▶ Required tasks:
A: Copy everything from "According to the" down to "having unprotected sex." in the emergency contraception passage.
B: Answer these questions from the emergency contraception passage:
(i) To be most effective, within how many hours of unprotected sex should the pill be taken?
(ii) In what town was the Rite Aid store where McGuiness was pharmacy manager?
(iii) Where is the Rite Aid Corporation based?

▶ Source passage:
**********

According to the NYCLU's filing, because women often need emergency contraception on evenings and weekends when most doctors' offices and clinics are closed, many providers give women advance prescriptions so they'll be able to take the drug as soon as possible. Emergency contraception uses a high dose of hormones which prevent the ovaries from releasing an egg, prevent an egg from being fertilized by sperm or prevent a fertilized egg from attaching itself to the wall of the uterus. To be most effective, the pill should be taken within 72 hours of having unprotected sex.

In February 2006, McGuiness, pharmacy manager at a Rite Aid store in Gloversville, allegedly questioned a patient's prescription because it listed refills, which she disagreed with, saying emergency contraception shouldn't be "treated as birth control."

McGuiness, Weaver and Barcomb could not be reached for comment Tuesday.

Jody Cook, spokeswoman for the Rite Aid Corporation, based in Camp Hill, Pa., said that Rite Aid's official policy on filling prescriptions mandates that all reasonable steps must be taken to make sure customers are not inconvenienced.

**********

▶ Material supplied:
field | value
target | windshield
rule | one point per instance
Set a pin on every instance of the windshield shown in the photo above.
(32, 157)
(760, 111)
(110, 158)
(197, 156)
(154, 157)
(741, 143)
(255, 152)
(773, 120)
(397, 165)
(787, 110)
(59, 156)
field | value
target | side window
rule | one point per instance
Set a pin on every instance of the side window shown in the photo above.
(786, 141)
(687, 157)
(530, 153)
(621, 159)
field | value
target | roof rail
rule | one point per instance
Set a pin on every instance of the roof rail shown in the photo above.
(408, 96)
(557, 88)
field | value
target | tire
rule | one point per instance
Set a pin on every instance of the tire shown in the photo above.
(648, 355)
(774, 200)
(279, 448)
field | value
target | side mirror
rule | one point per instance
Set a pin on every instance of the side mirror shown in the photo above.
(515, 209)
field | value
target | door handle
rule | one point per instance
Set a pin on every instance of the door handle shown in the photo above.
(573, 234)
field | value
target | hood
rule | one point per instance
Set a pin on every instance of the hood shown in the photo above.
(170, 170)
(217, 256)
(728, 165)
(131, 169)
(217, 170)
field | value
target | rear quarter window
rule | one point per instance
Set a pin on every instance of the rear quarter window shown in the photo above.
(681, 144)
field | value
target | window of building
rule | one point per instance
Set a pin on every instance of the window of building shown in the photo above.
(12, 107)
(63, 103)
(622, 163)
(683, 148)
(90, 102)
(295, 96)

**********

▶ Responses to the exercise:
A:
According to the NYCLU's filing, because women often need emergency contraception on evenings and weekends when most doctors' offices and clinics are closed, many providers give women advance prescriptions so they'll be able to take the drug as soon as possible. Emergency contraception uses a high dose of hormones which prevent the ovaries from releasing an egg, prevent an egg from being fertilized by sperm or prevent a fertilized egg from attaching itself to the wall of the uterus. To be most effective, the pill should be taken within 72 hours of having unprotected sex.

B:
(i) Within 72 hours
(ii) Gloversville
(iii) Camp Hill, Pa.